Brief → Go through the listing below and list every line with "eyeglass".

Available records →
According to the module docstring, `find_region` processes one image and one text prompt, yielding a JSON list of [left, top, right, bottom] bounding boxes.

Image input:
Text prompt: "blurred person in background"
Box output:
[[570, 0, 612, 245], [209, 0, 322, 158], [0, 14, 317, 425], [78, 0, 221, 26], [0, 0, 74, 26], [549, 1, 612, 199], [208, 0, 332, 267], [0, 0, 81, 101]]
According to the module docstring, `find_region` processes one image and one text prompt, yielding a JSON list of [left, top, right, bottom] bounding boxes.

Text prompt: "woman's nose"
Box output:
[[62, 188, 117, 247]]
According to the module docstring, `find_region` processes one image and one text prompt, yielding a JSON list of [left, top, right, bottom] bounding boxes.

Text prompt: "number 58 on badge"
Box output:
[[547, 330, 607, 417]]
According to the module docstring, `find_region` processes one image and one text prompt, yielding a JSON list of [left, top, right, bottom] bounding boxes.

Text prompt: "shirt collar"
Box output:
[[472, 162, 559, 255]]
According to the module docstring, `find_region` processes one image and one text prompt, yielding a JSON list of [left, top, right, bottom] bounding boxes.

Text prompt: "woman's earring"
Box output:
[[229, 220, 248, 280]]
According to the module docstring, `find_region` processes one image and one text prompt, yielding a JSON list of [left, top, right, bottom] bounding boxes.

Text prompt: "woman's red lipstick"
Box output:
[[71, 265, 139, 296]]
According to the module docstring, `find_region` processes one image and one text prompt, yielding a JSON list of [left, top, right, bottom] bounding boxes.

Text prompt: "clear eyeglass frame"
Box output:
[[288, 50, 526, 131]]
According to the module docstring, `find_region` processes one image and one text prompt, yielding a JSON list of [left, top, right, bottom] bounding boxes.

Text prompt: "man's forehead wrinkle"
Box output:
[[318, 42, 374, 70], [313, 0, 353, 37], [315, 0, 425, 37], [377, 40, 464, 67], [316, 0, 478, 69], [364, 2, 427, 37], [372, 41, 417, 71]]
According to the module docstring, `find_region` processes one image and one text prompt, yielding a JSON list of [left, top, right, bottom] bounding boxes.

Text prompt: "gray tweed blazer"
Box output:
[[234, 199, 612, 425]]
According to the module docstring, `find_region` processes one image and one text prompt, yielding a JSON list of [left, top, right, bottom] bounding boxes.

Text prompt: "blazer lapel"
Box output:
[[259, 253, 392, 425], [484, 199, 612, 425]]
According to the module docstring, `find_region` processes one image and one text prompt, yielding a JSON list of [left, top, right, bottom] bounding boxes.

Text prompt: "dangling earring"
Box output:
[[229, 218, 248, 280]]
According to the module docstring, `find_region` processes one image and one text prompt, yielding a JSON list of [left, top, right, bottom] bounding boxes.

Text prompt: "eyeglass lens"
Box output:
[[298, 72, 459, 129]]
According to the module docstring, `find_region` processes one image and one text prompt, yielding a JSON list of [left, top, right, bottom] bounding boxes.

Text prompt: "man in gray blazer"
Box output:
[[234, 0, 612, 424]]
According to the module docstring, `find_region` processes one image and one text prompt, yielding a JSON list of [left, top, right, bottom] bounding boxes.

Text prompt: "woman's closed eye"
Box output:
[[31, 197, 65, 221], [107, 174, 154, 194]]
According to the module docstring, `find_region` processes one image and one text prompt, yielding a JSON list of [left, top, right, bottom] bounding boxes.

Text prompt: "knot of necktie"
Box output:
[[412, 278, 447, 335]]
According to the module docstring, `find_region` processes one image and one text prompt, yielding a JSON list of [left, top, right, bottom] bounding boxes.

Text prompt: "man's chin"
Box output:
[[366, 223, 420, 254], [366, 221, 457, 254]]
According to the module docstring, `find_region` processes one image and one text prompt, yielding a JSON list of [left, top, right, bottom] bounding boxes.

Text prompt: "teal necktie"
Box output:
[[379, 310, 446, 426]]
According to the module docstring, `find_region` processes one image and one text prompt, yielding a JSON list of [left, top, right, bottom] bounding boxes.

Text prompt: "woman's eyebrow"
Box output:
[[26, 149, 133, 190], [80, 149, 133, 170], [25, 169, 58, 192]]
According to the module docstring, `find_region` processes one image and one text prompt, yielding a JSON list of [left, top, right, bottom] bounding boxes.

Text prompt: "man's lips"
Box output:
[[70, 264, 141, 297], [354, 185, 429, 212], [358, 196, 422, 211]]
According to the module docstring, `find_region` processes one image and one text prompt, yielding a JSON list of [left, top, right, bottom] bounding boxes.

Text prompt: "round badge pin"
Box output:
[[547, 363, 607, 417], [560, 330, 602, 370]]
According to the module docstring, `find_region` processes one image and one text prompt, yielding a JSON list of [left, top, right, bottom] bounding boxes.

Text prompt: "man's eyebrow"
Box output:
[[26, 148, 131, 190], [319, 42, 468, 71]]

Reply →
Text prompt: "clear eyeglass frame"
Text prompt: "eyeglass lens"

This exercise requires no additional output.